--- begin Records for this exercise ---

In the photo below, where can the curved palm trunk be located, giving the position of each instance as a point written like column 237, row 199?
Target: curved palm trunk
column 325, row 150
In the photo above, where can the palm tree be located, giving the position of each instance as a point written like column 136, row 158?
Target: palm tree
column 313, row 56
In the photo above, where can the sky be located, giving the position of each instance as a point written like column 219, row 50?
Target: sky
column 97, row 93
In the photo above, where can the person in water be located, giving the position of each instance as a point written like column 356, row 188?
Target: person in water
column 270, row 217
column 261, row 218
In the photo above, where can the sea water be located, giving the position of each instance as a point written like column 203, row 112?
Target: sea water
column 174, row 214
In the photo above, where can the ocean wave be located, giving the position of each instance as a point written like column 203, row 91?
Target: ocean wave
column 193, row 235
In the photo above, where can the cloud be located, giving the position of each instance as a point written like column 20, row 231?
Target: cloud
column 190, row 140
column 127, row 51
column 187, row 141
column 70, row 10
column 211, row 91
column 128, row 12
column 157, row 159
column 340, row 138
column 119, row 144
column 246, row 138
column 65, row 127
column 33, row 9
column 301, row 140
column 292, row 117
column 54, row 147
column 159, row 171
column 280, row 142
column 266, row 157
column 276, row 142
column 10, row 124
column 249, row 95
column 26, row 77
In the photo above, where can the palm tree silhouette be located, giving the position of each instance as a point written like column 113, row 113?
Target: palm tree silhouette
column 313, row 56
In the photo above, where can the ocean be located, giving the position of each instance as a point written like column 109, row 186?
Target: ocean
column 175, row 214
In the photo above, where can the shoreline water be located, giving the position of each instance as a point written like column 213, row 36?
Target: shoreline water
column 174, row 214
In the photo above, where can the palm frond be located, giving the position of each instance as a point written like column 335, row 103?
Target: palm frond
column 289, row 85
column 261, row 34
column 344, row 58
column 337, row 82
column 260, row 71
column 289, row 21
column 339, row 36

--- end Records for this exercise ---

__What you will do__: Print all of the material above again, word for word, keeping every line unchanged.

__Task answer__:
In the photo below, where can the curved palm trunk be located, giving the position of each instance as a point written like column 237, row 199?
Target: curved palm trunk
column 325, row 150
In the photo above, where can the palm tree be located, giving the position of each instance as a point written like column 136, row 158?
Target: palm tree
column 313, row 56
In the photo above, where can the sky be located, giving the position of each instance as a point written like column 219, row 50?
Target: sky
column 97, row 93
In the photo above, where can the person in water be located, giving the position of each instance as a point written like column 356, row 188?
Target: person in water
column 270, row 217
column 261, row 218
In the photo above, where can the sea water be located, giving the position of each instance as a point written like column 203, row 112?
Target: sea water
column 174, row 214
In the photo above, where can the ocean wave be located, giving the position of each instance as a point written like column 203, row 91?
Target: ocean wave
column 193, row 235
In the photo above, where can the cloud be located, giving the position of each instance as a point written like column 20, row 231?
Target: cloud
column 190, row 140
column 127, row 51
column 187, row 141
column 70, row 10
column 211, row 91
column 128, row 12
column 157, row 159
column 340, row 138
column 119, row 144
column 246, row 138
column 65, row 127
column 33, row 9
column 301, row 140
column 292, row 117
column 54, row 147
column 159, row 171
column 280, row 142
column 266, row 157
column 276, row 142
column 10, row 124
column 249, row 95
column 26, row 77
In the photo above, where can the palm tree silhouette be located, giving the position of each instance as a point written like column 113, row 113?
Target: palm tree silhouette
column 313, row 56
In the photo above, where can the ocean be located, giving the position of each instance as a point written like column 109, row 186?
Target: ocean
column 175, row 214
In the photo above, where can the shoreline water be located, giving the position of each instance as a point written like column 213, row 36?
Target: shoreline water
column 174, row 214
In the photo above, where can the palm frond be located, giving the position of each instance as a point written like column 335, row 103?
Target: palm frond
column 289, row 85
column 261, row 34
column 344, row 58
column 337, row 82
column 260, row 71
column 289, row 21
column 339, row 36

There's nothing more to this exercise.